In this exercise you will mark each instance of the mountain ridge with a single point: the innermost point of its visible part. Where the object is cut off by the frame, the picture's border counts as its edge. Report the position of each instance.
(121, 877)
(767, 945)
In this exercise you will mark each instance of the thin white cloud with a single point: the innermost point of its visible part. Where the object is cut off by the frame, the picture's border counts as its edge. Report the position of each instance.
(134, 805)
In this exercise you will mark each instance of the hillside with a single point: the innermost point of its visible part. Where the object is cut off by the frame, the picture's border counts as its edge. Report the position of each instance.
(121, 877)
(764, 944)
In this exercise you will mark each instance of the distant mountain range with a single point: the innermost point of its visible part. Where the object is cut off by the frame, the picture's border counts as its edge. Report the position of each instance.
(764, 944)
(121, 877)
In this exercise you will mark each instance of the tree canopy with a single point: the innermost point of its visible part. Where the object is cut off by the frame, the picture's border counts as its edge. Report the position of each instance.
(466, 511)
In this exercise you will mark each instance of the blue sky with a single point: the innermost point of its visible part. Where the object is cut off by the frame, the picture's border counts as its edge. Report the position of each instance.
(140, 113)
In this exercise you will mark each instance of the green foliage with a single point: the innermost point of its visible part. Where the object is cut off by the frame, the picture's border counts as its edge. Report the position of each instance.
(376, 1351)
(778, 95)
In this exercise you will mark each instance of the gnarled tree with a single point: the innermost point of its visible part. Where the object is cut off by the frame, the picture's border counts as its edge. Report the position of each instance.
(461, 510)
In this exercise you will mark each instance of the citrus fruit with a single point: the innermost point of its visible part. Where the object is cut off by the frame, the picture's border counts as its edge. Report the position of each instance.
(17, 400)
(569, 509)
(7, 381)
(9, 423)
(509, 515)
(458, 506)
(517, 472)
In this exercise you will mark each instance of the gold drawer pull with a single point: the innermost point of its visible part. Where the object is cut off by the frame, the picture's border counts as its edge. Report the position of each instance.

## What is required
When you answer, repeat all of the material exactly as given.

## Solved problem
In this exercise you will mark each instance of the mountain ridge with a single point: the innermost point of its visible part. Where the object is cut off by the frame, the picture's border counts as its edge. Report the position of each instance.
(121, 877)
(767, 945)
In this exercise you will mark each instance of the thin white cloud with a single point: the innermost point of its visible part. Where the object is cut off by the frame, the picture's border counts as its edge. Report the position of each instance.
(134, 805)
In this exercise you will mark each instance of the hillside with a single point: the innermost point of its visible part. Where the object is cut off by the frame, the picture's border counts as its edge. Report the position of each instance.
(121, 877)
(764, 944)
In this exercise you will mark each instance of the distant mountain range with a single point: the innermost point of its visible part. Where the object is cut off by the frame, the picture's border counts as its edge. Report the position of each instance.
(764, 944)
(121, 877)
In this exercise you will mark each instance of the tree canopy with a single point: the innermost point of its visible part. Where the object is cut off by the frame, the picture's border counts as its edge. Report the position of each instance.
(466, 511)
In this exercise you will mark each instance of the blue sky with a single point: the innermost point of its visible part. Where the object is cut off by the frame, the picture's border counts as its edge. Report the position of each instance.
(140, 113)
In this exercise you will mark each instance of the green foliage with a single point: the innermost point of its visible part. Where the object is cut off by the frame, the picture's border counts as its edge. Report the position of each instance.
(376, 1351)
(778, 95)
In this exercise you will mark each instance of the gnarled tree with a single point: the innermost point of its visible part. Where the object is cut off by the frame, the picture's border counts as its edge. Report the position of each instance.
(461, 510)
In this exercise you will mark each instance of the citrus fruit with a single point: the innermost point of its visible part. Where the object is cut off by the frame, the picture's border counts as its edge. Report the position of each instance.
(17, 400)
(569, 509)
(7, 381)
(9, 423)
(509, 515)
(458, 506)
(517, 472)
In this exercise you will mark each instance of the gold drawer pull with a single point: the innermost point of its visible part. Where the object is cut off by the frame, the picture's border counts as its edge. Report the position of each instance.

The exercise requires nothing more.